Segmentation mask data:
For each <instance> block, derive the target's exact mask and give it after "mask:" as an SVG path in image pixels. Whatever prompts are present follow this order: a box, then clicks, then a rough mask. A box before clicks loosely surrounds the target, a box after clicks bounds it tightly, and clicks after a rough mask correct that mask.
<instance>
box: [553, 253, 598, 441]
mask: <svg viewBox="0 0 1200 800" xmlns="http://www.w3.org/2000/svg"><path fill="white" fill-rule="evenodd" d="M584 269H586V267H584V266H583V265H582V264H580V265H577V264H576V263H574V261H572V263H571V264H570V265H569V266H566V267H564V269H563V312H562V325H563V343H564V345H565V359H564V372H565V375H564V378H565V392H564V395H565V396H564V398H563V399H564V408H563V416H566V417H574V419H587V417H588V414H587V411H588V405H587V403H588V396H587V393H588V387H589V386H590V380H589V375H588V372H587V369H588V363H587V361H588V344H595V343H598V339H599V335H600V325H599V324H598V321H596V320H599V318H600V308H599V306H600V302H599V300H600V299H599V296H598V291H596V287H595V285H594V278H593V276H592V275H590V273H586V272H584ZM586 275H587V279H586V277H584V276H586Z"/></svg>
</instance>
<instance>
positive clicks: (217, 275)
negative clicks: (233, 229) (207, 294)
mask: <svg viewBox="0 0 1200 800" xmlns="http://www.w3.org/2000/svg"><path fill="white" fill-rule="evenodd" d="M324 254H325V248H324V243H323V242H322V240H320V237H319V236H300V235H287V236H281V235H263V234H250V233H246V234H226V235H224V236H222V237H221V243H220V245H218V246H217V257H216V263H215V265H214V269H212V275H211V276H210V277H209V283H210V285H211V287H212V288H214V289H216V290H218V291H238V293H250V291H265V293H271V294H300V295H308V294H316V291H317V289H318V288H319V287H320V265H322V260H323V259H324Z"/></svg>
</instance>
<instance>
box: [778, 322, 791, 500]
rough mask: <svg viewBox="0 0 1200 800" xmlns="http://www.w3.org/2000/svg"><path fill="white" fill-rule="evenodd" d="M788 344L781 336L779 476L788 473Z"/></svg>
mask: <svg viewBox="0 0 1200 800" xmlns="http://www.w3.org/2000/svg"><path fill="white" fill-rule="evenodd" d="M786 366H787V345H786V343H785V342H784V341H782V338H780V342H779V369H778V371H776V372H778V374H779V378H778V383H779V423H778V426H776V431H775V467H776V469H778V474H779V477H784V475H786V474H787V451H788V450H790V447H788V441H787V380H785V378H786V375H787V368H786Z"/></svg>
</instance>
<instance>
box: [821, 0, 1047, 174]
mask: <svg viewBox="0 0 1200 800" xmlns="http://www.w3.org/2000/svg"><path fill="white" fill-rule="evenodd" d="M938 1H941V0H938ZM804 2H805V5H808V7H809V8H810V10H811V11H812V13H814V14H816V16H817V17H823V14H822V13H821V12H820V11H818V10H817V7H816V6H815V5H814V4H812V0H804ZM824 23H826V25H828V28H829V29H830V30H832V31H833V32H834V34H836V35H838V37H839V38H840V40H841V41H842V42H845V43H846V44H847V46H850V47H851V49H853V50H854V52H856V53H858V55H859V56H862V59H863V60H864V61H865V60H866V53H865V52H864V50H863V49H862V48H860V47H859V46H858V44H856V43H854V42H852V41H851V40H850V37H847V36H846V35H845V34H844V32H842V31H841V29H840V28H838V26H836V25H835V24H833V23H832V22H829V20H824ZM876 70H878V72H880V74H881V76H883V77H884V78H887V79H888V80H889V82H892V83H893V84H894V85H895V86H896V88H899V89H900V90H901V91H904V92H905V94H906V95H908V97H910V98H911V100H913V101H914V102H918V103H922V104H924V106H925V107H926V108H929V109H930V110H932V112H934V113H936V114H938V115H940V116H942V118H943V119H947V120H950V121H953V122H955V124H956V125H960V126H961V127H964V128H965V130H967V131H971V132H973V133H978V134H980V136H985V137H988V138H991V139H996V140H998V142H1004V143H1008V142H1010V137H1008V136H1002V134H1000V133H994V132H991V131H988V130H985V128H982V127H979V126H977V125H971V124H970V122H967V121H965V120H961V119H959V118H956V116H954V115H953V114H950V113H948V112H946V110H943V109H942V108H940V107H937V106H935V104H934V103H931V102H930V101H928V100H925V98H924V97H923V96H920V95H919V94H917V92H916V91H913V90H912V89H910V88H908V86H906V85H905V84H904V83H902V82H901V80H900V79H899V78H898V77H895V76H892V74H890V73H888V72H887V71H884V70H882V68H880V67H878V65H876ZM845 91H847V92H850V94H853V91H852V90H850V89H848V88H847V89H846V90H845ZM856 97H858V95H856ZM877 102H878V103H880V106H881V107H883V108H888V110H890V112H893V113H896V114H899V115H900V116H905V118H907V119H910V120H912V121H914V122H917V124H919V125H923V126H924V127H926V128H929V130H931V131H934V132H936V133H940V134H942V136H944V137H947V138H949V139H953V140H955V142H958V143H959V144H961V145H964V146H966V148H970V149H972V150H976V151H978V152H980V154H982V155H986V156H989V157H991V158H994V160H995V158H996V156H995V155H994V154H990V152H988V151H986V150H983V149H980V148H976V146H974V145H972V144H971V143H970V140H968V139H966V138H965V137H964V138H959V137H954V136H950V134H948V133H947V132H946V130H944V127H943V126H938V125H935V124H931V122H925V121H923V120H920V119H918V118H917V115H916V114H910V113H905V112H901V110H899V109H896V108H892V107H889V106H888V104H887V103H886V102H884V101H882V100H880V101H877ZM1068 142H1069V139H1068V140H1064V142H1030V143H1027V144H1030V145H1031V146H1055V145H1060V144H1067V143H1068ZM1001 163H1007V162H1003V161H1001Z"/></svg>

Required action =
Repeat the data in its entirety, word for word.

Completed task =
For each <instance> block, derive the target's exact mask and give it after "mask:" as an SVG path in image pixels. Whatever prompts are present follow this order: a box, then clicks, then a rough mask. A box before clicks loosely surrounds the target, a box after clicks bounds it tightly, and clicks after a rough mask correct that mask.
<instance>
box: [553, 253, 598, 441]
mask: <svg viewBox="0 0 1200 800" xmlns="http://www.w3.org/2000/svg"><path fill="white" fill-rule="evenodd" d="M584 269H586V267H584V266H583V265H582V264H580V265H577V264H576V263H574V261H572V263H571V264H570V265H569V266H566V267H564V269H563V312H562V325H563V343H564V345H565V359H564V372H565V375H564V378H565V392H564V395H565V396H564V398H563V399H564V408H563V416H566V417H574V419H587V417H588V414H587V411H588V405H587V403H588V396H587V393H588V387H589V386H590V380H589V375H588V372H587V369H588V363H587V361H588V344H595V343H598V339H599V335H600V325H599V324H598V321H596V320H599V318H600V308H599V306H600V302H599V300H600V299H599V296H598V291H596V287H595V285H594V278H593V276H592V275H590V273H586V272H584ZM586 275H587V279H586V277H584V276H586Z"/></svg>
</instance>
<instance>
positive clicks: (217, 275)
negative clicks: (233, 229) (207, 294)
mask: <svg viewBox="0 0 1200 800" xmlns="http://www.w3.org/2000/svg"><path fill="white" fill-rule="evenodd" d="M324 254H325V248H324V243H323V242H322V240H320V237H319V236H300V235H287V236H281V235H263V234H250V233H246V234H226V235H224V236H222V237H221V243H220V245H218V246H217V257H216V263H215V265H214V269H212V275H211V276H210V277H209V283H210V285H211V287H212V288H214V289H216V290H218V291H238V293H250V291H265V293H271V294H300V295H308V294H316V291H317V289H318V288H319V287H320V265H322V260H323V259H324Z"/></svg>
</instance>
<instance>
box: [778, 322, 791, 500]
rough mask: <svg viewBox="0 0 1200 800" xmlns="http://www.w3.org/2000/svg"><path fill="white" fill-rule="evenodd" d="M788 344L781 336L779 476L788 473Z"/></svg>
mask: <svg viewBox="0 0 1200 800" xmlns="http://www.w3.org/2000/svg"><path fill="white" fill-rule="evenodd" d="M786 366H787V345H786V343H785V342H784V341H782V338H780V342H779V369H778V371H776V372H778V374H779V378H778V383H779V423H778V426H776V431H775V467H776V469H778V474H779V477H784V475H786V474H787V451H788V450H790V447H788V441H787V380H785V378H786V375H787V368H786Z"/></svg>
</instance>
<instance>
box: [821, 0, 1047, 174]
mask: <svg viewBox="0 0 1200 800" xmlns="http://www.w3.org/2000/svg"><path fill="white" fill-rule="evenodd" d="M938 1H941V0H938ZM804 2H805V5H808V7H809V8H810V10H811V11H812V13H814V14H816V16H817V17H823V14H822V13H821V12H820V11H818V10H817V7H816V6H815V5H814V4H812V0H804ZM824 23H826V25H828V28H829V29H830V30H832V31H833V32H834V34H836V35H838V37H839V38H840V40H841V41H842V42H845V43H846V44H847V46H850V47H851V49H853V50H854V52H856V53H858V55H859V56H862V59H863V60H864V61H865V60H866V53H865V52H864V50H863V49H862V48H860V47H859V46H858V44H856V43H854V42H852V41H851V40H850V37H847V36H846V35H845V34H844V32H842V31H841V29H840V28H838V26H836V25H835V24H833V23H832V22H829V20H824ZM876 70H878V72H880V74H881V76H883V77H884V78H887V79H888V80H889V82H892V83H893V84H894V85H895V86H896V88H899V89H900V90H901V91H904V92H905V94H906V95H908V97H910V98H911V100H913V101H914V102H918V103H922V104H924V106H925V107H926V108H929V109H930V110H932V112H934V113H936V114H938V115H940V116H942V118H943V119H947V120H950V121H953V122H955V124H956V125H960V126H961V127H964V128H965V130H967V131H971V132H973V133H978V134H980V136H985V137H988V138H991V139H996V140H998V142H1004V143H1008V142H1010V137H1008V136H1002V134H1000V133H994V132H991V131H988V130H985V128H982V127H979V126H977V125H971V124H970V122H967V121H965V120H961V119H959V118H956V116H954V115H953V114H950V113H948V112H946V110H943V109H942V108H940V107H937V106H935V104H934V103H931V102H930V101H928V100H925V98H924V97H923V96H920V95H919V94H917V92H916V91H913V90H912V89H910V88H908V86H906V85H905V84H904V83H902V82H901V80H900V79H899V78H898V77H895V76H892V74H890V73H888V72H887V71H884V70H882V68H880V67H878V65H876ZM845 91H847V92H850V94H853V91H852V90H850V89H848V88H847V89H846V90H845ZM856 97H858V95H856ZM877 102H878V103H880V106H881V107H883V108H888V110H890V112H893V113H896V114H899V115H900V116H905V118H907V119H910V120H912V121H914V122H917V124H919V125H923V126H924V127H926V128H929V130H931V131H934V132H936V133H940V134H942V136H944V137H947V138H949V139H953V140H955V142H958V143H959V144H961V145H964V146H966V148H970V149H972V150H976V151H978V152H980V154H982V155H986V156H989V157H991V158H994V160H995V158H996V156H995V155H994V154H990V152H988V151H986V150H983V149H980V148H976V146H974V145H972V144H971V143H970V140H968V139H966V138H965V137H964V138H959V137H954V136H950V134H948V133H947V132H946V130H944V127H943V126H938V125H935V124H931V122H925V121H923V120H920V119H918V118H917V115H916V114H910V113H905V112H901V110H899V109H896V108H892V107H889V106H888V104H887V103H886V102H884V101H882V100H880V101H877ZM1068 142H1069V139H1068V140H1064V142H1030V143H1027V144H1030V145H1031V146H1055V145H1060V144H1067V143H1068ZM1001 163H1007V162H1003V161H1001Z"/></svg>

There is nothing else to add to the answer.